_ASSIGNED TASK_: Set down every entry once more, exactly as it appears.

_DATA SHOWN_:
********************

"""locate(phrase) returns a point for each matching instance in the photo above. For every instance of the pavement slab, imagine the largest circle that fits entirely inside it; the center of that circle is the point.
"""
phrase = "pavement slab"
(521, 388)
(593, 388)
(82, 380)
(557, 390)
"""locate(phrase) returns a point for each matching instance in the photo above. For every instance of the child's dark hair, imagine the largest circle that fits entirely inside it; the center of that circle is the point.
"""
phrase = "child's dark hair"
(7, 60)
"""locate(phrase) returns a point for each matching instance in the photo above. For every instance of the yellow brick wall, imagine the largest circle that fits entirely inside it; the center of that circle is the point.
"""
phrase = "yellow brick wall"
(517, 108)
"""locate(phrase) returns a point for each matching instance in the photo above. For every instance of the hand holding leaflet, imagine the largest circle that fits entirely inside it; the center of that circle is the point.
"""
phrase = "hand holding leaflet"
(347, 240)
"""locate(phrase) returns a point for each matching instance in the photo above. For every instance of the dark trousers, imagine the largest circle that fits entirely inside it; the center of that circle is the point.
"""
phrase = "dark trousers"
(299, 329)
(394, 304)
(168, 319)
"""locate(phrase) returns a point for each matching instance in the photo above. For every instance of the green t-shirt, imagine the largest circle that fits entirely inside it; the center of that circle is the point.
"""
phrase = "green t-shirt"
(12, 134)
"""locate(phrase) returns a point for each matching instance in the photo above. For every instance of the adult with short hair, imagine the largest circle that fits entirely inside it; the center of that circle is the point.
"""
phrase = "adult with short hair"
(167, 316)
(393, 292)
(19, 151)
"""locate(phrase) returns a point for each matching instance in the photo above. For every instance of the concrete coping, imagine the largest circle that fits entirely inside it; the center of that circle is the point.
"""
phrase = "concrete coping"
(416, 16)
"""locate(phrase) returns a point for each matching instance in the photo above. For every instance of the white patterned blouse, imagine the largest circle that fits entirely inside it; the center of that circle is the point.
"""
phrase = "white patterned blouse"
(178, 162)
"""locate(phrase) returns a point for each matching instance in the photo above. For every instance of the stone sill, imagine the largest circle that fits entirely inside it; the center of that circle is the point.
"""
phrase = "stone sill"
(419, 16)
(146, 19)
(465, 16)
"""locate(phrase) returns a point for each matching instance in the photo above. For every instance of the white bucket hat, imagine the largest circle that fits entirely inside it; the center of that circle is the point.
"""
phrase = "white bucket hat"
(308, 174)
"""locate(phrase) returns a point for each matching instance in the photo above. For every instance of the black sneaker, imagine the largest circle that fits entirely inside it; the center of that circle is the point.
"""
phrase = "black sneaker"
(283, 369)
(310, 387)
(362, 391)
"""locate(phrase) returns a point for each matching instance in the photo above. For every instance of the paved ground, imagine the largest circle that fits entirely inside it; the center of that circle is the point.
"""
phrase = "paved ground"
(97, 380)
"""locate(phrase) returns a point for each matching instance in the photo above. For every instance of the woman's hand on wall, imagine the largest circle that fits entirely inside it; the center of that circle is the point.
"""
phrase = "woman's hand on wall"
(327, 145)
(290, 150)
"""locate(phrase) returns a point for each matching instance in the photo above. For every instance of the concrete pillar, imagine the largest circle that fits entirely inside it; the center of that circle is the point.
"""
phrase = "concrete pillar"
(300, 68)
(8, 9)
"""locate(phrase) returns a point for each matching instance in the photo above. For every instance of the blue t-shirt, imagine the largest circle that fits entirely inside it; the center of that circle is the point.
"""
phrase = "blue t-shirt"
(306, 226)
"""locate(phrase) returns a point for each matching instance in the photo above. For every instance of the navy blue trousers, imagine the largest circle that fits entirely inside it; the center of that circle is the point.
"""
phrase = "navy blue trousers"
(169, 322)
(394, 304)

********************

_EXERCISE RESULT_:
"""locate(phrase) returns a point for each matching instance in the photo above. For every instance of the pavement slab, imagine the largest circle that fits entirely inside it; the center of that circle is the point.
"""
phrase = "pavement slab"
(521, 388)
(593, 388)
(82, 380)
(557, 390)
"""locate(phrase) returns a point for each matching instance in the photo above. For every instance of the child's dark hair, imagine the largest circle that fits entirely inside it; the center of that circle is the point.
"""
phrase = "child's dark hair"
(7, 60)
"""locate(phrase) returns a point for each matching instance in the photo above. For every instance of the yellow brick wall, imagine the largest circle that fits entirely inside it; the center of that circle is the point.
"""
phrase = "yellow brick wall"
(517, 108)
"""locate(phrase) returns a point for each matching instance in the photo above. For every instance of the hand holding leaflet, imagine the largest circle that fits entirely inside it; the center of that circle is the point.
"""
phrase = "hand holding leaflet"
(347, 240)
"""locate(phrase) returns a point for each matching instance in the photo above. For every instance of the dark trousers, imagine the largest circle that fits entirely inside it; the center of that circle is the point.
"""
phrase = "dark trousers"
(299, 329)
(394, 304)
(168, 319)
"""locate(phrase) returns a point for each matching instance in the photo above. For every instance of the green t-shirt, imagine the largest circle that fits entirely inside it; the center of that circle is the point.
"""
phrase = "green t-shirt"
(12, 134)
"""locate(phrase) returns a point for each matching instance in the photo above. For every instance of the adult with short hair, imagine the largest circle that fits entirely inside it; the center of that circle is the point.
"""
phrase = "adult with short hair"
(167, 316)
(393, 292)
(19, 151)
"""locate(phrase) returns a point for each matching instance in the photo above. For every instance of the concrete coping, imagine the largest circle that fits entirely inside it; the center of that circle is the point.
"""
phrase = "concrete coping"
(416, 16)
"""locate(phrase) returns a point for each matching instance in the photo above. For every instance of the white patterned blouse, imagine the largest circle that fits entirely inside it; the center of that circle is the point.
"""
phrase = "white patterned blouse"
(178, 162)
"""locate(phrase) returns a point for each matching instance in the photo above. For every instance of the stone sill, imagine the largest circle that fits entirely inside it; the center of that circle is the point.
"""
phrase = "stone sill"
(419, 16)
(146, 19)
(465, 16)
"""locate(phrase) returns a point for each matching instance in the photo above. For every instance of the white bucket hat, imagine the largest circle that fits entirely inside it; the center of that circle is the point.
"""
phrase = "white bucket hat"
(308, 174)
"""locate(phrase) returns a point for each matching instance in the photo above. For every instance of the black sneaker, imagine the largest circle that fits entirely inside it; the center of that circle is the point.
"""
phrase = "black sneaker"
(283, 369)
(310, 387)
(362, 391)
"""locate(phrase) returns a point for each matching instance in the photo above. For every instance of the paved ground, imagine the largest circle that fits entirely inside it; the center of that circle is the point.
"""
phrase = "paved ground"
(97, 380)
"""locate(phrase) returns a point for each matching instance in the photo above. For every instance of the woman's hand on wall, imagine the largest circle that fits entirely inside it; the center of that circle is the point.
"""
phrase = "woman's hand on wall"
(327, 145)
(290, 150)
"""locate(phrase) returns a point for each matching instance in the photo above. For every instance of the concrete pillar, imagine the largest circle that fits entirely inside it; the center of that circle is the point.
"""
phrase = "concrete pillar"
(300, 68)
(8, 9)
"""locate(phrase) returns a point for each matching instance in the photo above. For every instance of the blue t-shirt, imagine the largest circle that fits entirely inside it; the center of that circle is the point.
"""
phrase = "blue t-shirt"
(306, 226)
"""locate(phrase) returns a point for each matching instance in the photo above. For every instance of the navy blue trousers, imagine the largest circle that fits entirely inside it; the center of that circle is the point.
"""
phrase = "navy blue trousers"
(169, 322)
(394, 304)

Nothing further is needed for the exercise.